If you have run all your experiments through the browser, then all your experimental data is stored in the database. This means all you need to keep track of is the id number of the database records you actually want to analyze. No need to remember/copy-paste all 800 filenames associated with any one experiment, you can just look them up in the database! The modules described in this document describe tools available for making data and metadata retrieval more pleasant. This document is NOT meant to be a comprehensive descriptor of all the conceivable analyses you could do with your data. Because that’s your job.
Suppose you have a task Task1 with runtime-configurable parameters paramA and paramB. The most barebones way to get back the specific values of paramA and paramB used during the task is the following:
import os
os.environ['DJANGO_SETTINGS_MODULE'] = 'db.settings'
from db.tracker import models
te = models.TaskEntry.objects.get(id=ID_NUMBER)
te.params['paramA']
Most tasks will typically have at least one file linked as well to store all the valuable data generated during the actual experiment. Most commonly an HDF file will be linked to the task entry as well. To get the name of the HDF file, you could do:
sys_ = models.System.objects.get(name='SaveHDF')
df = models.DataFile.objects.get(id=te.id, system=sys_)
hdf_filename = os.path.join(sys_.path, df.path)
import tables
hdf = tables.open_file(hdf_filename)
This is a perfectly valid way to get the data, but will get old in a hurry. The purpose of the db.dbfunctions module is to reduce the number of steps required to accomplish simple database tasks:
from db import dbfunctions as dbfn
te = dbfn.TaskEntry(ID_NUMBER)
paramA = te.paramA
hdf = te.hdf
In essence, the purpose of the class db.dbfunctions.TaskEntry is to shield the experimenter from low-level database access commands. Django provides one layer of abstraction so that you do not have to write sqlite3 commands. db.dbfunctions provides another layer so that common associations between different database tables and external files are handled implicitly. It’s not perfect, of course.
Note
Multiple databases should be used for analysis machines only. Although it should work okay on rig machines, it may also confuse which database it is writing to. You have been warned!
When analyzing data from multiple rigs, you often want to use multiple databases if subjects were run in different systems, etc. Django also makes it possible to use multiple databases: https://docs.djangoproject.com/en/dev/topics/db/multi-db/. To be able to seamlessly read from multiple databases, the file $BMI3D/db/settings.py must be told about the other database files. For example,:
DATABASES = {
'default': {
'ENGINE': 'django.db.backends.sqlite3', # Add 'postgresql_psycopg2', 'postgresql', 'mysql', 'sqlite3' or 'oracle'.
'NAME': os.path.join(cwd, "db.sql"), # Or path to database file if using sqlite3.
'USER': '', # Not used with sqlite3.
'PASSWORD': '', # Not used with sqlite3.

Extracted material —
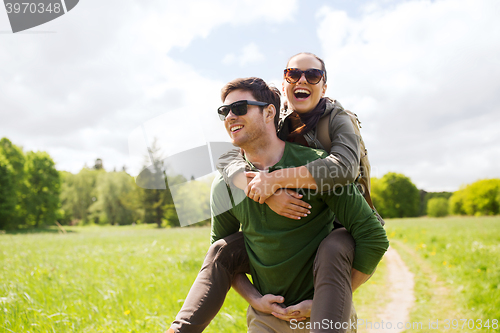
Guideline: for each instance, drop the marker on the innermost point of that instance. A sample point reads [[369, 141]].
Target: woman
[[304, 88]]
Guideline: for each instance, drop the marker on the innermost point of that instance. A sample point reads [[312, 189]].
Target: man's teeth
[[235, 128]]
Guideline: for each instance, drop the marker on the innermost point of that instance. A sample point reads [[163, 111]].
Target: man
[[283, 255]]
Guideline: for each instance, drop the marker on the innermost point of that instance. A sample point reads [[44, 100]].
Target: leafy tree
[[14, 156], [117, 199], [78, 192], [437, 207], [43, 188], [457, 201], [394, 195], [426, 196], [7, 194], [480, 198], [157, 202]]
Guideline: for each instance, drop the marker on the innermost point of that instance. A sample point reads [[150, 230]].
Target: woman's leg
[[332, 282], [224, 259]]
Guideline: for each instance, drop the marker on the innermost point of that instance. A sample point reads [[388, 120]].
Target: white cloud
[[249, 54], [79, 92], [424, 78]]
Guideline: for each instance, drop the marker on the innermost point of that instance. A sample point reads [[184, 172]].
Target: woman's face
[[303, 96]]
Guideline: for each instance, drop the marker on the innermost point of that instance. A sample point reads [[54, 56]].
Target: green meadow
[[135, 278]]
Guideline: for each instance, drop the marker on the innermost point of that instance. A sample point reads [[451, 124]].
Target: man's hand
[[269, 304], [298, 312], [287, 203], [261, 186]]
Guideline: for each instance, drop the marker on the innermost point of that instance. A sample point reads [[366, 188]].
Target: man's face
[[303, 96], [244, 130]]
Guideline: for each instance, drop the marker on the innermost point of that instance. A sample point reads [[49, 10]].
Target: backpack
[[323, 136]]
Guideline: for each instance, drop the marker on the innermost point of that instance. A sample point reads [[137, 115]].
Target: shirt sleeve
[[359, 219], [231, 163], [224, 223], [341, 167]]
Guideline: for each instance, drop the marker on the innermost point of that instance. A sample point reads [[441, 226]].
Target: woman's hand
[[287, 203], [298, 312], [261, 186]]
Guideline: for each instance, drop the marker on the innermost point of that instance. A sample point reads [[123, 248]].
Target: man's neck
[[265, 152]]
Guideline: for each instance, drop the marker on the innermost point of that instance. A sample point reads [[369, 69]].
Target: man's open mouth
[[236, 128], [301, 94]]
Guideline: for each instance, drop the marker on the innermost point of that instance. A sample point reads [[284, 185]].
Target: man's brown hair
[[259, 89]]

To be done —
A – In the guide on retrieving experiment data from the database, rewrite the paragraph beginning "In essence, the purpose of the class" as a short bulleted list that keeps its main facts.
B – Carry on the guide on retrieving experiment data from the database, picking up right after the last line shown.

Task answers —
A –
- The db.dbfunctions.TaskEntry class shields the experimenter from low-level database access commands.
- Django provides one layer of abstraction, so sqlite3 commands do not have to be written.
- db.dbfunctions adds a second layer that handles common associations between database tables and external files implicitly.
- The approach is not perfect.

B –
'HOST': '', # Set to empty string for localhost. Not used with sqlite3.
'PORT': '', # Set to empty string for default. Not used with sqlite3.
},
'bmi3d': {
'ENGINE': 'django.db.backends.sqlite3', # Add 'postgresql_psycopg2', 'postgresql', 'mysql', 'sqlite3' or 'oracle'.
'NAME': os.path.join(cwd, "db_bmi3d.sql"), # Or path to database file if using sqlite3.
'USER': '', # Not used with sqlite3.
'PASSWORD': '', # Not used with sqlite3.
'HOST': '', # Set to empty string for localhost. Not used with sqlite3.
'PORT': '', # Set to empty string for default. Not used with sqlite3.
},
'exorig': {
'ENGINE': 'django.db.backends.sqlite3', # Add 'postgresql_psycopg2', 'postgresql', 'mysql', 'sqlite3' or 'oracle'.
'NAME': os.path.join(cwd, "db_exorig.sql"), # Or path to database file if using sqlite3.
'USER': '', # Not used with sqlite3.
'PASSWORD': '', # Not used with sqlite3.
'HOST': '', # Set to empty string for localhost. Not used with sqlite3.
'PORT': '', # Set to empty string for default. Not used with sqlite3.
},
'simulation': {
'ENGINE': 'django.db.backends.sqlite3', # Add 'postgresql_psycopg2', 'postgresql', 'mysql', 'sqlite3' or 'oracle'.
'NAME': os.path.join(cwd, "db_simulation.sql"), # Or path to database file if using sqlite3.
'USER': '', # Not used with sqlite3.
'PASSWORD': '', # Not used with sqlite3.
'HOST': '', # Set to empty string for localhost. Not used with sqlite3.
'PORT': '', # Set to empty string for default. Not used with sqlite3.
}
}
specifies three different databases which can be used. Different databases of course must have unique names. Each name specifies a path to a .sql file (note that in each sub-dictionary, a different sqlite3 database is specified).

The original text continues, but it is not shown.